## The exercise
Please rewrite the items below, swapping "Produce" for "Return" wherever it occurs and leaving everything else unchanged.

## Supplied entries
● ● ●

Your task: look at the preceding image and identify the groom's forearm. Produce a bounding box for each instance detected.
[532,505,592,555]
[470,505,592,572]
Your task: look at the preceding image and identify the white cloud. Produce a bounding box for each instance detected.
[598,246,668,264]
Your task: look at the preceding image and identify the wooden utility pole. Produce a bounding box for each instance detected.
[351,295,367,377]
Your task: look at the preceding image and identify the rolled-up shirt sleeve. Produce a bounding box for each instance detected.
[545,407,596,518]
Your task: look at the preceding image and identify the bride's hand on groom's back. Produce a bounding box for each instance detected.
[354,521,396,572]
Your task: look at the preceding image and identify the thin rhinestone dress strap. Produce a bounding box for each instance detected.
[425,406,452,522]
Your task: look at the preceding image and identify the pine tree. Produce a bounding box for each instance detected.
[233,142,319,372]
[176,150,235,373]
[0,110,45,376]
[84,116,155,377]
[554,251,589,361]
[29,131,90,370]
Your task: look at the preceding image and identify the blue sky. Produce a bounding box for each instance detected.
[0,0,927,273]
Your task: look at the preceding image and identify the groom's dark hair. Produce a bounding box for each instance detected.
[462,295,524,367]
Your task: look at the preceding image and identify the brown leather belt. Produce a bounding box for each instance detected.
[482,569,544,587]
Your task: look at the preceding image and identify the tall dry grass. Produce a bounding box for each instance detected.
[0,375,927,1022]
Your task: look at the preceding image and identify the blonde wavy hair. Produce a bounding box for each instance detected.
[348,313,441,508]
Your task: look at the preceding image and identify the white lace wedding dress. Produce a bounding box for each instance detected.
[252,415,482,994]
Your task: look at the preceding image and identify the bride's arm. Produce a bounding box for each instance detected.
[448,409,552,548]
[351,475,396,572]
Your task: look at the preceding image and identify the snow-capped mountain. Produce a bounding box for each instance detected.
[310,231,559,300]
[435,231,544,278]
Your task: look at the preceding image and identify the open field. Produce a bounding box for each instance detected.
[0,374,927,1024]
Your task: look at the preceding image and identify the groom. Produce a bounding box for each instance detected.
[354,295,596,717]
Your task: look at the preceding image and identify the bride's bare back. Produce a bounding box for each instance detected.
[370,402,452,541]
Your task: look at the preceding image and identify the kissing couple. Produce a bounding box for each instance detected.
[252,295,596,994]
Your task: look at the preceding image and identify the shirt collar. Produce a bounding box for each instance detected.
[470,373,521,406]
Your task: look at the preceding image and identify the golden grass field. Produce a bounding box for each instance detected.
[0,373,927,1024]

● ● ●

## Result of the exercise
Your task: look at the preceding image and identify the groom's forearm. Return a bounding box for each instance detected.
[532,505,592,555]
[470,505,592,572]
Your task: look at the preceding image and identify the white cloud. Return a bounding box for each instance detected.
[598,246,668,264]
Your task: look at the preceding image and identify the wooden utility pole. Return a bounding box for each instance detected.
[351,295,367,377]
Your task: look at the preceding image and identify the rolled-up shirt sleeve. Return a bounding box for each instance detected.
[545,407,596,518]
Your task: look at the preceding image and identify the bride's hand on groom's back. Return a bounding box for each instance detected.
[354,521,396,572]
Your task: look at the preceding image and identify the thin rhinestone dress strap. Return a bounding box for each instance detected.
[425,406,452,522]
Your task: look at the preceding image and identify the pine tree. Return a bounding box for each instance detected.
[233,142,319,372]
[176,150,235,373]
[0,110,45,376]
[84,116,155,377]
[554,251,589,361]
[29,131,90,370]
Your task: look at the preceding image and identify the blue sky. Return a bounding box for each instance detected.
[0,0,927,273]
Your task: look at the preceding image and identify the groom's dark hair. Return a bounding box for each instance detected.
[462,295,524,367]
Your task: look at the preceding image and identify the brown leather belt. Return a bounding box for each instance detected.
[482,569,544,587]
Your task: look at the preceding image and identify the tall dry grass. Return a bounding box for each instance detected.
[0,375,927,1022]
Your task: look at the preceding image and identify the blonde wavy hair. Return a bounding box for each instance detected.
[348,313,441,508]
Your task: look at the preceding image and identify the white lace wedding dress. Return a bounding box for each instance detected.
[252,415,482,994]
Your task: look at the preceding image and identify the bride's arm. Return a bounding box for each instance detected.
[448,409,552,548]
[351,475,396,572]
Your task: look at the preceding image and identify the snow-capped mountain. Return a bounding box for each instance detected.
[310,231,559,300]
[435,231,544,278]
Your task: look at the preceding image and identify the open field. Return a bounding box for each instance detected.
[0,374,927,1024]
Your task: look at the preceding image and identify the groom. Return a bounding box for each instance detected.
[354,295,596,717]
Your task: look at the preceding image and identify the bride's bare back. Return a bounding box for each instance detected.
[370,402,452,541]
Your task: look at the preceding image and identify the kissing couple. Return a bounding box for each instance detected.
[252,295,596,994]
Your task: look at the preceding image and identify the shirt collar. Return a bounding box for each instance detected.
[470,373,521,406]
Your task: look at the preceding image and identify the golden grass field. Return a bounding box for each instance detected.
[0,373,927,1024]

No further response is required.